#### Provided records

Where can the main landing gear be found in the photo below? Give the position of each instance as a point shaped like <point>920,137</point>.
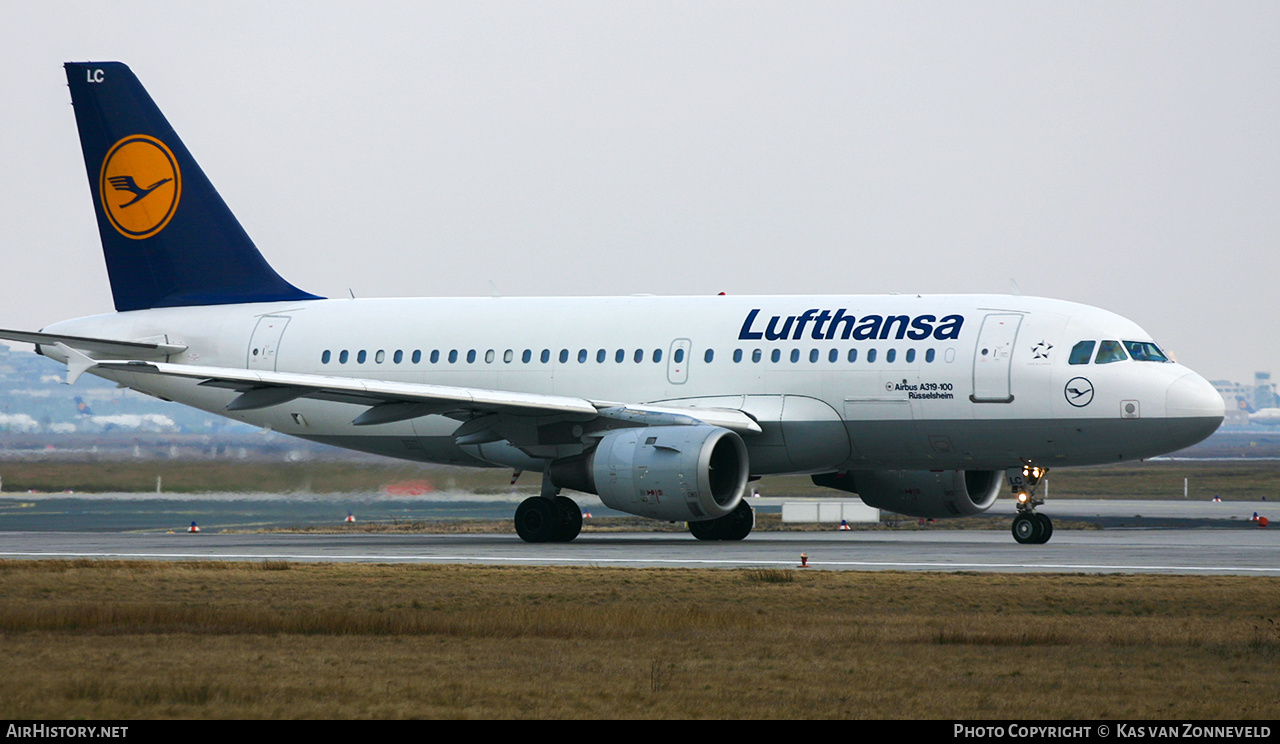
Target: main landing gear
<point>1031,528</point>
<point>732,526</point>
<point>549,517</point>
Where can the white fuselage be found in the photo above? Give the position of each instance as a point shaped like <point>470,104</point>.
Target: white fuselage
<point>909,382</point>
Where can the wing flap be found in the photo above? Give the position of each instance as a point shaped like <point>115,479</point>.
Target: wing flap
<point>396,401</point>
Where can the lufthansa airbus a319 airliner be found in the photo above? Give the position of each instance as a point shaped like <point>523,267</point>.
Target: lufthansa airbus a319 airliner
<point>663,406</point>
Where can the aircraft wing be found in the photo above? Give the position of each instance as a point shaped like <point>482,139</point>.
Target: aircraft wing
<point>488,415</point>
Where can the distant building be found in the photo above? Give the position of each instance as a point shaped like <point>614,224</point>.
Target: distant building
<point>1242,398</point>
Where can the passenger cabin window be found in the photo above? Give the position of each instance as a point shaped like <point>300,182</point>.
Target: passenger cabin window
<point>1080,352</point>
<point>1144,351</point>
<point>1110,351</point>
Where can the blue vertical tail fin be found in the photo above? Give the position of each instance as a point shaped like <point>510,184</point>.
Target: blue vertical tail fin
<point>168,237</point>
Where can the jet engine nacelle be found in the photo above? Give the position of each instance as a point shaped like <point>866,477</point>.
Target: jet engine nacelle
<point>923,493</point>
<point>667,473</point>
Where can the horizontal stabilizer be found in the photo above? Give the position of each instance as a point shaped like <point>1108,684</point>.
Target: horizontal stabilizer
<point>109,347</point>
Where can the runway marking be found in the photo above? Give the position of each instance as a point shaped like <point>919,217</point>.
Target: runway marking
<point>576,560</point>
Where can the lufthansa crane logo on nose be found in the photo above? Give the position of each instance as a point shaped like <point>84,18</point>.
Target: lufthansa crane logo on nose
<point>140,186</point>
<point>1079,392</point>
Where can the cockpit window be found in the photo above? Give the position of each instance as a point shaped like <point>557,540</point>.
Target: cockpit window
<point>1082,352</point>
<point>1144,351</point>
<point>1110,351</point>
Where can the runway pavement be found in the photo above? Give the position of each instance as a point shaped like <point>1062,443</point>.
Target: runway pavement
<point>1232,544</point>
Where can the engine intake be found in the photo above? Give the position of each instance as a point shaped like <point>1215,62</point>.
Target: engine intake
<point>923,493</point>
<point>667,473</point>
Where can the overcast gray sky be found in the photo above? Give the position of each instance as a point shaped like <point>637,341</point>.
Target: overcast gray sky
<point>1118,154</point>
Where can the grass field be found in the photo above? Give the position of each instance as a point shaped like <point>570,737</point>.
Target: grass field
<point>280,640</point>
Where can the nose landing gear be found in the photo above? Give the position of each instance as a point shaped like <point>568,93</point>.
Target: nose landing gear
<point>1031,528</point>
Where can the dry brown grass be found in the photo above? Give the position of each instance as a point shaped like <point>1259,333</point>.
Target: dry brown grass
<point>213,639</point>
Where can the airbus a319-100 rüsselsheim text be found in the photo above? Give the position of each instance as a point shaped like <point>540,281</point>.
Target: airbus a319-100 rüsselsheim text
<point>663,406</point>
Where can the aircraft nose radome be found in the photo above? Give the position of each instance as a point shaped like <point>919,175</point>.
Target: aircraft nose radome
<point>1194,410</point>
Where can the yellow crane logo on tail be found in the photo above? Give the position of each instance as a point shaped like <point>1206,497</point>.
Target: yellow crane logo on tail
<point>140,186</point>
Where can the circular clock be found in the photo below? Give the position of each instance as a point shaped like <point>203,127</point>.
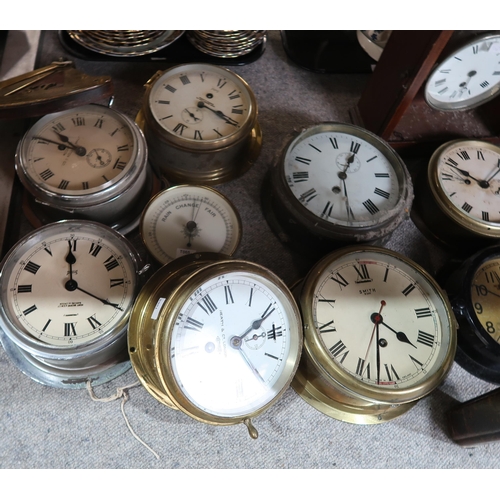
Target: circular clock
<point>88,162</point>
<point>379,335</point>
<point>188,219</point>
<point>66,292</point>
<point>200,122</point>
<point>474,291</point>
<point>468,77</point>
<point>336,184</point>
<point>217,338</point>
<point>458,200</point>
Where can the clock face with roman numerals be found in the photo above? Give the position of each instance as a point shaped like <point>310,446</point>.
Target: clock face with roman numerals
<point>380,319</point>
<point>468,77</point>
<point>202,103</point>
<point>344,176</point>
<point>468,179</point>
<point>235,344</point>
<point>69,283</point>
<point>80,151</point>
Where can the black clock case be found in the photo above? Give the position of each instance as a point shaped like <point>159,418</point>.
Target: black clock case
<point>477,352</point>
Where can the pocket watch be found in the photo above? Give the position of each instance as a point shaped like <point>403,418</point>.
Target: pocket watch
<point>187,219</point>
<point>468,77</point>
<point>88,162</point>
<point>458,200</point>
<point>336,184</point>
<point>474,291</point>
<point>66,293</point>
<point>217,338</point>
<point>200,123</point>
<point>379,334</point>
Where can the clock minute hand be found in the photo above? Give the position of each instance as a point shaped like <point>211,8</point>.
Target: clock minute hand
<point>80,150</point>
<point>104,301</point>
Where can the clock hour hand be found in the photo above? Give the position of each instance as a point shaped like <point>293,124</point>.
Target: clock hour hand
<point>220,114</point>
<point>80,150</point>
<point>494,173</point>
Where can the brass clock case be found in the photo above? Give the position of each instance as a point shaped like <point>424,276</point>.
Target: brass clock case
<point>351,394</point>
<point>157,313</point>
<point>293,220</point>
<point>195,160</point>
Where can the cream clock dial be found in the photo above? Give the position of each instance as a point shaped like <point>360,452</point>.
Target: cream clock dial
<point>468,77</point>
<point>458,201</point>
<point>89,162</point>
<point>337,183</point>
<point>187,219</point>
<point>219,339</point>
<point>379,328</point>
<point>67,290</point>
<point>200,121</point>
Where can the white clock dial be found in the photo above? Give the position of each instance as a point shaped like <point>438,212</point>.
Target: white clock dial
<point>69,288</point>
<point>200,102</point>
<point>468,77</point>
<point>188,219</point>
<point>468,174</point>
<point>342,178</point>
<point>231,345</point>
<point>79,151</point>
<point>380,321</point>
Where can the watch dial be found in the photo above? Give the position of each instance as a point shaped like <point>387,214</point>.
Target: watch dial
<point>380,320</point>
<point>79,151</point>
<point>233,343</point>
<point>189,219</point>
<point>468,77</point>
<point>200,102</point>
<point>485,296</point>
<point>342,178</point>
<point>70,287</point>
<point>468,173</point>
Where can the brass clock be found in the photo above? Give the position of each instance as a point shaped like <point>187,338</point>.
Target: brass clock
<point>457,201</point>
<point>67,290</point>
<point>200,123</point>
<point>379,335</point>
<point>474,291</point>
<point>88,162</point>
<point>217,338</point>
<point>336,184</point>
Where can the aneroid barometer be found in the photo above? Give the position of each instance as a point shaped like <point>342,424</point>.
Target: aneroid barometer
<point>66,291</point>
<point>379,334</point>
<point>200,123</point>
<point>336,184</point>
<point>217,338</point>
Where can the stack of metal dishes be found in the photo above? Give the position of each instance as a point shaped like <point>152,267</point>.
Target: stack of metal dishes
<point>125,43</point>
<point>226,43</point>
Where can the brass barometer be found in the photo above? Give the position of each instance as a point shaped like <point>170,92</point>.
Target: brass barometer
<point>217,338</point>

########

> [Short exercise] Write out all of the records above again, swapping "Give the position of each instance" for "Mark the location of every instance" wherever it occurs and changing nothing else. Leave the pictures out of your answer.

> [Solution for this exercise]
Where can the main landing gear be found in the photo below? Mark the location of every instance as a point shaped like <point>920,137</point>.
Target: main landing gear
<point>1031,528</point>
<point>732,526</point>
<point>549,517</point>
Where can the white fuselage be found in the photo above? Mark the location of every instance as a point shaped like <point>470,104</point>.
Target: white fuselage
<point>909,382</point>
Where can the wing flap be found in the photo above? Mark the location of every instance as a point shaped like <point>115,479</point>.
Target: wing flap
<point>396,401</point>
Where can the lufthansa airbus a319 airliner be found in the photo above? Mark the location of every instance as a point shaped like <point>523,267</point>.
Target: lufthansa airbus a319 airliner
<point>663,406</point>
Where can the aircraft wing be found in the photo above? Mark the location of every instance as a point shaped like <point>482,139</point>.
Target: aircraft wing
<point>488,415</point>
Where can the distant building be found in the photo above? Mark the location of every instance as a point shaped like <point>614,224</point>.
Target: distant building
<point>1242,398</point>
Where can the passenger cabin window be found in the photo above? Mark the location of every instance as a point shaped like <point>300,182</point>.
Target: passenger cabin window
<point>1080,352</point>
<point>1144,351</point>
<point>1110,351</point>
Where can the blue vertical tail fin be found in the photo above? Mark the location of every instance as a point shaped like <point>510,184</point>.
Target: blue vertical tail fin
<point>168,237</point>
Where can the jet engine nacelle be found in the photo above? Mark the location of every instance as a point shaped like <point>866,477</point>.
Target: jet engine nacelle
<point>923,493</point>
<point>667,473</point>
Where can the horizontal stabilizer be found in the photo above? Mark the location of every instance as a point shaped like <point>1108,684</point>.
Target: horizontal stabilizer
<point>109,347</point>
Where can the runway marking be found in the photo above? Mark the location of every instance as a point shaped like <point>919,217</point>.
Target: runway marking
<point>576,560</point>
Where can the lufthansa crane logo on nose be found in the photo above? Mark the location of every instance as a point shaped like <point>84,18</point>.
Target: lufthansa crane logo on nose
<point>140,186</point>
<point>1079,392</point>
Where can the cockpit window be found in the photo above? Mark the location of every instance as a point shaped like <point>557,540</point>.
Target: cockpit window
<point>1082,352</point>
<point>1144,351</point>
<point>1110,351</point>
Where can the runway pavement be found in the photo above? Mark the location of every instance as a point shaped like <point>1062,443</point>.
Target: runway pavement
<point>1232,544</point>
Where can the engine intake be found in the photo above? Mark the location of every instance as a point shaped like <point>1215,62</point>.
Target: engine intake
<point>923,493</point>
<point>667,473</point>
Where can the overcast gray sky be found in the photo above? Mark the location of every instance as a point shaped like <point>637,341</point>.
Target: overcast gray sky
<point>1118,154</point>
Where can the grass field be found in the photo above? Mark the location of every instance as a point shaped like <point>570,737</point>.
Target: grass field
<point>280,640</point>
Where can the nose landing gear be found in the photo above? Mark the location of every instance as a point shaped like <point>568,93</point>.
Target: nose landing gear
<point>1031,528</point>
Where can the dry brown grass be found in the photo above? Mark the location of every instance as a point shaped like <point>1259,333</point>.
Target: dry brown grass
<point>213,639</point>
Where can the airbus a319-100 rüsselsheim text be found in the photo above? Mark the location of every instance as a point shaped like <point>540,281</point>.
Target: airbus a319-100 rüsselsheim text
<point>663,406</point>
Where can the aircraft nose radome be found in the photo above? Mark the location of every instance as a point shaped like <point>919,175</point>.
Target: aircraft nose radome
<point>1194,410</point>
Where can the yellow crane logo on tail be found in the photo above? Mark the location of every instance as a point shaped like <point>1206,497</point>.
Target: yellow crane logo on tail
<point>140,186</point>
Where can the circular clock be found in the photo below? Mark the location of every instance as a point shaped like <point>203,127</point>.
Target: circular clock
<point>88,162</point>
<point>379,335</point>
<point>188,219</point>
<point>66,292</point>
<point>200,122</point>
<point>474,291</point>
<point>468,77</point>
<point>336,184</point>
<point>217,338</point>
<point>458,200</point>
Where can the clock face with roman numerals be found in the photo above? Mark the location of every instance as a point shaped like <point>310,446</point>.
Target: clock face with roman numerals
<point>380,319</point>
<point>468,77</point>
<point>202,103</point>
<point>344,176</point>
<point>468,179</point>
<point>235,344</point>
<point>69,283</point>
<point>80,151</point>
Where can the black clock case be found in the photo above? Mark the location of every instance as a point shaped like <point>159,418</point>.
Target: black clock case
<point>477,352</point>
Where can the pocket watch be found in the photo above? Mark the location of every instance as a point shaped like <point>403,418</point>.
Target: pocket watch
<point>187,219</point>
<point>468,77</point>
<point>88,162</point>
<point>458,200</point>
<point>336,184</point>
<point>474,291</point>
<point>66,293</point>
<point>217,338</point>
<point>200,123</point>
<point>379,334</point>
Where can the clock minute hand be found in the photo above? Mark the location of every instance as a point shaped like <point>211,8</point>.
Target: clock minute hand
<point>80,150</point>
<point>104,301</point>
Where can the clock hour hand be found in the photo above? Mark the location of every instance as a point shaped like <point>293,124</point>.
Target: clock hour hand
<point>220,114</point>
<point>80,150</point>
<point>494,173</point>
Where can the brass clock case be found in the photo above? Mark the location of every instance as a point shaped like <point>424,276</point>.
Target: brass clock case
<point>351,394</point>
<point>157,313</point>
<point>293,220</point>
<point>195,160</point>
Where can the cream clock dial be found in the photo above? Mark the location of every instance as a point shaped like <point>360,452</point>.
Target: cream clock dial
<point>468,77</point>
<point>458,201</point>
<point>89,162</point>
<point>337,183</point>
<point>187,219</point>
<point>219,339</point>
<point>379,328</point>
<point>67,290</point>
<point>200,121</point>
Where can the white clock dial be found in the photo above? Mark the location of every instance as a point shaped like <point>438,212</point>.
Target: white clock dial
<point>69,288</point>
<point>200,102</point>
<point>468,77</point>
<point>188,219</point>
<point>468,174</point>
<point>342,178</point>
<point>231,345</point>
<point>79,151</point>
<point>380,321</point>
Where can the watch dial be found in the photo above? Mark the location of every instance as a point shaped like <point>387,214</point>.
Target: watch dial
<point>380,320</point>
<point>79,151</point>
<point>233,343</point>
<point>189,219</point>
<point>468,77</point>
<point>200,102</point>
<point>485,296</point>
<point>342,178</point>
<point>70,287</point>
<point>468,173</point>
Where can the brass clock be found in the photo above? Mark the location of every instance as a point shaped like <point>187,338</point>.
Target: brass clock
<point>457,201</point>
<point>67,290</point>
<point>200,123</point>
<point>379,335</point>
<point>474,291</point>
<point>88,162</point>
<point>217,338</point>
<point>336,184</point>
Where can the aneroid barometer be found in the photo above? Mark the location of every instance as a point shaped like <point>342,424</point>.
Target: aneroid barometer
<point>66,291</point>
<point>379,334</point>
<point>200,123</point>
<point>336,184</point>
<point>217,338</point>
Where can the stack of metal dishes be found in the photo above? Mark the location of every instance as a point shaped like <point>152,267</point>.
Target: stack of metal dishes
<point>125,43</point>
<point>226,43</point>
Where can the brass barometer be found in the photo above? Mark the location of every instance as a point shaped like <point>170,92</point>.
Target: brass barometer
<point>217,338</point>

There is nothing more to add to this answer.